Instrução escrita 1: Redimensione as linhas que vêm depois do texto, apenas entre a linha que contém "Where in the photo below do you see the white football" e a que contém "[401,253,720,635]", inclusive: reproduza todas essas linhas, pedidos incluídos, multiplicando por 0,75 cada coordenada das caixas de resposta e arredondando para números inteiros, com as metades para cima. Deixe as imagens fora da resposta.
----
O maior desafio aqui no Brasil e nos Estados Unidos está em como usar a tecnologia, que pode unir as pessoas ou dividir as pessoas, para que ela tenha como tendência geral unir as pessoas com mais informação, em vez de dividi-las em mundos separados. E eu acho que é um problema muito difícil. Você não pode desinventar a internet, certo? Nós precisamos inventar novas maneiras de administrar a questão. Nós precisamos talvez de novas normas. Por exemplo: se meu primo está sempre escrevendo coisas que são falsas, eu preciso achar um jeito de dizer: você é meu primo, eu gosto de você, lhe respeito, valorizo, mas eu acho que o que você disse agora não é verdade. Deixa eu lhe mostrar o outro lado. Talvez, a gente precise de uma norma social diferente com relação às notícias falsas ou ao lixo na rua. Se você está andando e alguém joga lixo na rua, você vai olhar e dizer: por que você fez isso? Não faça isso! Pegue esse lixo. Talvez, nós precisemos de novas regras para pulverizar pelas nossas redes, para permitir que possamos estar mais próximos para agir da mesma maneira. Se nós operamos com fatos diferentes, é muito difícil a democracia funcionar bem.
Segundo uma pesquisa realizada em Harvard, onde você dá aulas, quando as pessoas divulgam fake news não querem buscar a verdade, querem mostrar que pertencem a um determinado grupo. Por que as pessoas têm tanta necessidade de mostrar que pertencem a um grupo? Isso foi sempre assim? Ou isso acontece mais agora por causa do fenômeno das redes sociais e do mundo digital?
----
Instrução escrita 2:
Responda com base no texto sobre tecnologia e notícias falsas:
(a) O que, de acordo com o texto, não se pode desinventar?
(b) Em que instituição foi realizada a pesquisa mencionada?
(c) O que as pessoas querem mostrar ao divulgar fake news, conforme essa pesquisa?

Dados da tarefa:
----
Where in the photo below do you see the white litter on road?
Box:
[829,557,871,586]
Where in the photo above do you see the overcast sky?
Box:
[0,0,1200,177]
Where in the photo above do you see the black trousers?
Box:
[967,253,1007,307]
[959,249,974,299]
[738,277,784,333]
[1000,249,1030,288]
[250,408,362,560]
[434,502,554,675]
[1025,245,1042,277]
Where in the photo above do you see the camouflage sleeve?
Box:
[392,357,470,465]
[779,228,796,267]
----
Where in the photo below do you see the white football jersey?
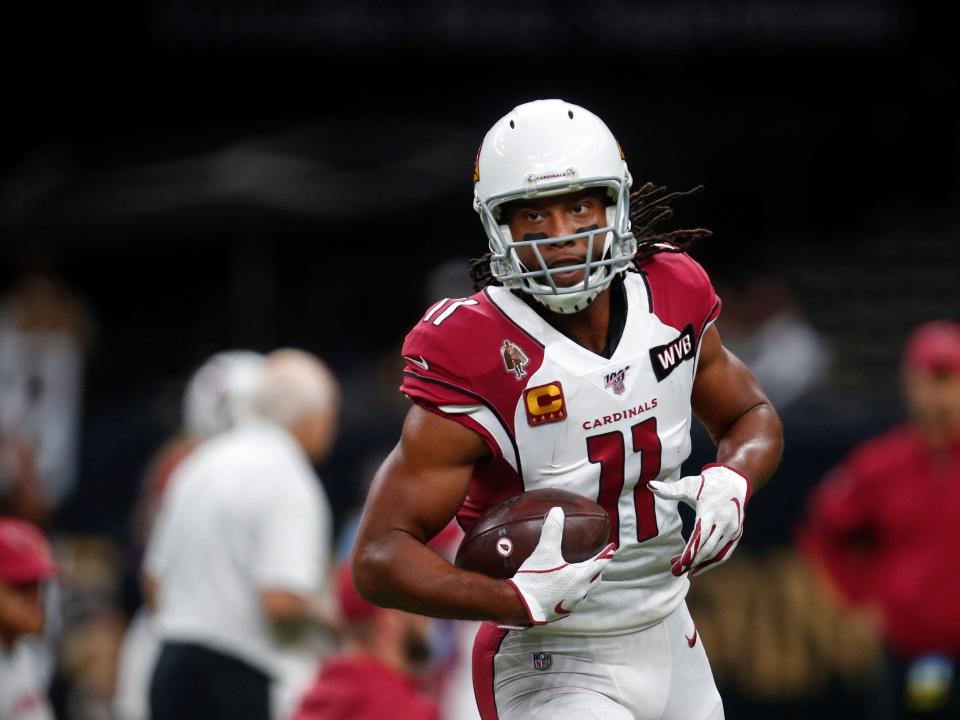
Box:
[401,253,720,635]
----
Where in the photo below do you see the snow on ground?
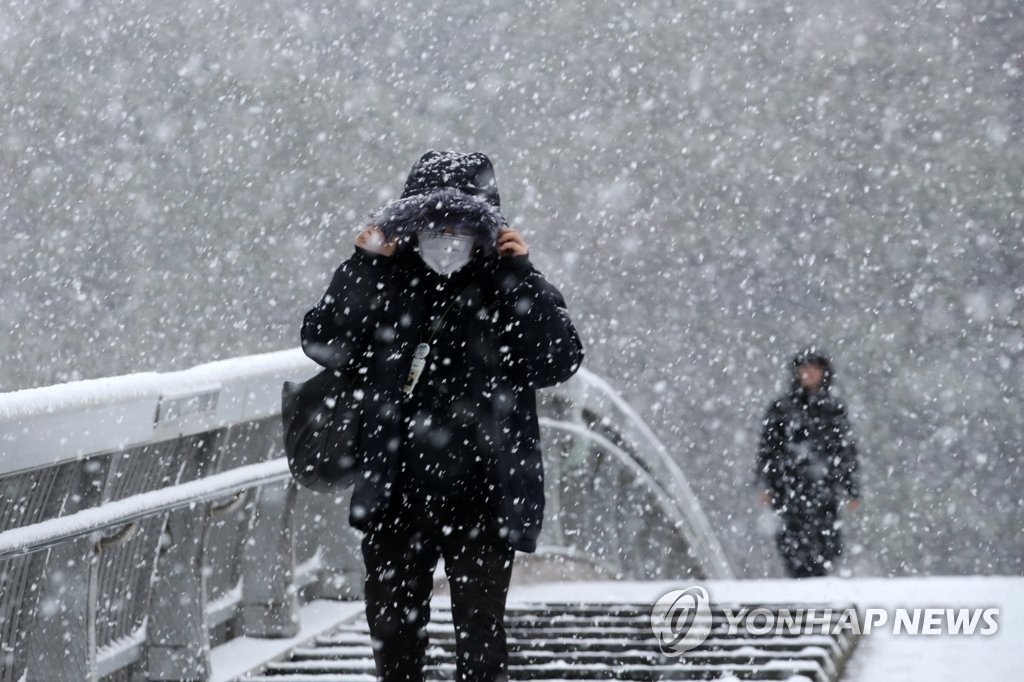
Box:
----
Resposta escrita 1:
Where in the photo below do you see the white football jersey?
Box:
[301,190,540,476]

Resposta escrita 2:
(a) A internet.
(b) Em Harvard.
(c) Que pertencem a um determinado grupo.